--- WHAT THE TASK REQUIRES ---
Reproduce the entries that follow exactly. No picture should appear in the result.

--- MATERIAL FOR THE TASK ---
■ ■ ■ ■

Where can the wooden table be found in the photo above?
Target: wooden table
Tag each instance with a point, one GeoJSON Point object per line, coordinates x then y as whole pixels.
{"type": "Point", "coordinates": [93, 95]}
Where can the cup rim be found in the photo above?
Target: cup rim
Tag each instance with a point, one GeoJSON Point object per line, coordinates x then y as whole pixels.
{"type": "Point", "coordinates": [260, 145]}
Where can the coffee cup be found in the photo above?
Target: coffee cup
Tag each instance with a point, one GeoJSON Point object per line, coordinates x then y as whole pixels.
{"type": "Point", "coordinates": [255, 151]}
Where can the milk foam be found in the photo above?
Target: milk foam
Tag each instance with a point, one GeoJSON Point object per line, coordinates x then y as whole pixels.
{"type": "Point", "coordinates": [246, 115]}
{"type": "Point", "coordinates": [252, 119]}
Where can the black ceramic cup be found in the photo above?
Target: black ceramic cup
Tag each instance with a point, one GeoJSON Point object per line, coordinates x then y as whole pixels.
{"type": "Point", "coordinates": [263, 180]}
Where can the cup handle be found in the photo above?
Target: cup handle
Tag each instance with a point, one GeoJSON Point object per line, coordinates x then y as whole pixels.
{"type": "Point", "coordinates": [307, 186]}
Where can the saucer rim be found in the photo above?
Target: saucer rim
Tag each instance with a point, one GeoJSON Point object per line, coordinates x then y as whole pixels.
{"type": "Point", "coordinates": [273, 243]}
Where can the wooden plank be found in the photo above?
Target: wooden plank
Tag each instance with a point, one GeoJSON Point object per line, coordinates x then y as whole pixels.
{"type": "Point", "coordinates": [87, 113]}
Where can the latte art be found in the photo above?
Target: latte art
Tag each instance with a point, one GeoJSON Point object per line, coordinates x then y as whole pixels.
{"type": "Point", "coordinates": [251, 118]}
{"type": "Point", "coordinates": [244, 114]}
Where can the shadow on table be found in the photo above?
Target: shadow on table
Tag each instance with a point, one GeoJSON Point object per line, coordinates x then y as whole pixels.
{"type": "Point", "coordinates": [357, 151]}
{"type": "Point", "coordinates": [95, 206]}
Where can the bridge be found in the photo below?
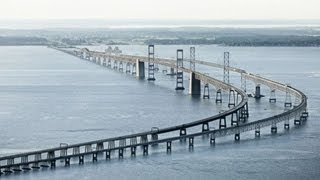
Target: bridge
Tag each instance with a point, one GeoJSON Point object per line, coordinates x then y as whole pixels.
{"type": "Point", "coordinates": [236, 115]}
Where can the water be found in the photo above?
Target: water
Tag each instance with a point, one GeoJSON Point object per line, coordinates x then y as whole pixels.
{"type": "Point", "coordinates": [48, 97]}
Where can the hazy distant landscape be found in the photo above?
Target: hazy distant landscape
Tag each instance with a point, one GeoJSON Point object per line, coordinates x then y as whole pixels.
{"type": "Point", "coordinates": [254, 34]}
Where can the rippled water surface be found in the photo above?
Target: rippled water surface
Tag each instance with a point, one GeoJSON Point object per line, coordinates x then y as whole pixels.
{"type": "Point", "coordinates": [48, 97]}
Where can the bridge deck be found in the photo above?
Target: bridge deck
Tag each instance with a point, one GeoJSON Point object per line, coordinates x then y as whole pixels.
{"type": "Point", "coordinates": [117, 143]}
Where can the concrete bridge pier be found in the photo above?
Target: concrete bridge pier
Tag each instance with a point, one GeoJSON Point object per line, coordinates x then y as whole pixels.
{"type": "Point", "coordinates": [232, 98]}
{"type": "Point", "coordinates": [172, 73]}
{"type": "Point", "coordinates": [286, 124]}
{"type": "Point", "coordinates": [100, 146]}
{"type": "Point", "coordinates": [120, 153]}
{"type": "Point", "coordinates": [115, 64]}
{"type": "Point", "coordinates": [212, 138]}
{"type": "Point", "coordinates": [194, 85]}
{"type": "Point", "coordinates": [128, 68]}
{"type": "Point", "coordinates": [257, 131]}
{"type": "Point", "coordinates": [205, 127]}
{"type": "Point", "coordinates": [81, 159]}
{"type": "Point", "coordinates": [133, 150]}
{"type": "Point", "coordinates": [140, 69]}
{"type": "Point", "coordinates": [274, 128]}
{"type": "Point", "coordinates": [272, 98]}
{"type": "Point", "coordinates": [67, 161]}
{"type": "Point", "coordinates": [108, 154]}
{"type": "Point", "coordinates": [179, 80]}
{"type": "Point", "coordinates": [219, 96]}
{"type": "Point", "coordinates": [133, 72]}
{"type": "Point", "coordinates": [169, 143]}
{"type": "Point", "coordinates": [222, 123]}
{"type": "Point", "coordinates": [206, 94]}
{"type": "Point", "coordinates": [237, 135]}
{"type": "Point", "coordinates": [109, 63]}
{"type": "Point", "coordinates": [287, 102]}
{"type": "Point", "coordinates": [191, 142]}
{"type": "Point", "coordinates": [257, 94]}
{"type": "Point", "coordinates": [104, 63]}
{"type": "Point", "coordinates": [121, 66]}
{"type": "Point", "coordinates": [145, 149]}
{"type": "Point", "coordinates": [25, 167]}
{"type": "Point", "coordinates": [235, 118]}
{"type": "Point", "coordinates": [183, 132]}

■ ■ ■ ■

--- RESPONSE AREA ---
Where can the wooden table be found in the photo above?
Target: wooden table
Tag each instance with a point, one GeoJSON Point object per line, coordinates x then y as whole pixels.
{"type": "Point", "coordinates": [93, 95]}
Where can the cup rim be found in the photo above?
Target: cup rim
Tag each instance with a point, one GeoJSON Point object per line, coordinates x then y as whole pixels.
{"type": "Point", "coordinates": [260, 145]}
Where can the coffee cup be found in the photo above?
Target: coffee cup
Tag each instance with a point, one GeoJSON Point object per line, coordinates x then y as whole pixels.
{"type": "Point", "coordinates": [255, 151]}
Where can the milk foam be found in the photo above?
Target: milk foam
Tag each instance with a point, one GeoJSON Point object per line, coordinates x then y as whole pixels.
{"type": "Point", "coordinates": [246, 115]}
{"type": "Point", "coordinates": [252, 119]}
Where can the black ceramic cup be found in the photo above?
Target: black ceramic cup
Tag each instance with a point, one GeoJSON Point object per line, coordinates x then y as whole pixels.
{"type": "Point", "coordinates": [263, 180]}
Where can the cup handle be found in the photo above?
Target: cup handle
Tag each instance with a point, one GeoJSON Point object per line, coordinates x then y as whole pixels.
{"type": "Point", "coordinates": [307, 186]}
Where can the saucer rim be found in the photo above?
Target: saucer rim
Tag each instance with a point, one GeoJSON Point object per line, coordinates x then y as whole pixels.
{"type": "Point", "coordinates": [273, 243]}
Where can the wooden plank be found in the photo above?
Target: wooden plank
Tag each instance with a point, one GeoJSON Point object per line, coordinates x then y as whole pixels.
{"type": "Point", "coordinates": [87, 113]}
Where can the latte art be found in the photo above?
Target: latte art
Tag each instance with a point, one GeoJSON Point object per line, coordinates x then y as whole pixels.
{"type": "Point", "coordinates": [251, 118]}
{"type": "Point", "coordinates": [244, 114]}
Where can the shadow on table be found in the photo above?
Target: shadow on table
Tag each instance with a point, one GeoJSON Point object per line, coordinates x then y as whole pixels.
{"type": "Point", "coordinates": [357, 151]}
{"type": "Point", "coordinates": [95, 206]}
Where can the bridge be found in the photo below?
Target: bridge
Tag each instance with a point, one GeoJSON Point object per line, coordinates x then y as whole pixels.
{"type": "Point", "coordinates": [236, 115]}
Where can the water be found in the photo above?
Target: water
Tag each instance with a point, one GeoJSON Point object per line, coordinates x then y as whole pixels.
{"type": "Point", "coordinates": [48, 97]}
Where can the hazy distant landscape be found in the photo above?
Target: hazy distant landscape
Tag each instance with a point, one GeoJSON Point object per line, coordinates x then y as whole pixels.
{"type": "Point", "coordinates": [254, 34]}
Where can the rippled water surface be found in the photo above?
Target: rippled water surface
Tag each instance with a point, one GeoJSON Point object per line, coordinates x then y as whole pixels.
{"type": "Point", "coordinates": [48, 97]}
Where can the bridge deck be found in the photo above?
Target: bridge deck
Tag each instance with a point, one GeoJSON Point object per line, coordinates x then y as whole pixels.
{"type": "Point", "coordinates": [117, 143]}
Where can the concrete bridge pier be found in the photo above?
Target: concrete bridge pier
Tag each instance with a point, one GeoJSON Point object per line, coordinates x then y as whole pixels.
{"type": "Point", "coordinates": [232, 98]}
{"type": "Point", "coordinates": [172, 73]}
{"type": "Point", "coordinates": [286, 124]}
{"type": "Point", "coordinates": [100, 146]}
{"type": "Point", "coordinates": [120, 153]}
{"type": "Point", "coordinates": [115, 64]}
{"type": "Point", "coordinates": [212, 138]}
{"type": "Point", "coordinates": [194, 85]}
{"type": "Point", "coordinates": [128, 68]}
{"type": "Point", "coordinates": [257, 131]}
{"type": "Point", "coordinates": [205, 127]}
{"type": "Point", "coordinates": [81, 159]}
{"type": "Point", "coordinates": [133, 150]}
{"type": "Point", "coordinates": [140, 69]}
{"type": "Point", "coordinates": [274, 128]}
{"type": "Point", "coordinates": [272, 98]}
{"type": "Point", "coordinates": [67, 161]}
{"type": "Point", "coordinates": [108, 154]}
{"type": "Point", "coordinates": [179, 80]}
{"type": "Point", "coordinates": [219, 96]}
{"type": "Point", "coordinates": [133, 72]}
{"type": "Point", "coordinates": [169, 143]}
{"type": "Point", "coordinates": [222, 123]}
{"type": "Point", "coordinates": [206, 94]}
{"type": "Point", "coordinates": [237, 135]}
{"type": "Point", "coordinates": [109, 63]}
{"type": "Point", "coordinates": [287, 102]}
{"type": "Point", "coordinates": [191, 142]}
{"type": "Point", "coordinates": [257, 94]}
{"type": "Point", "coordinates": [104, 63]}
{"type": "Point", "coordinates": [121, 66]}
{"type": "Point", "coordinates": [145, 149]}
{"type": "Point", "coordinates": [25, 167]}
{"type": "Point", "coordinates": [235, 118]}
{"type": "Point", "coordinates": [183, 132]}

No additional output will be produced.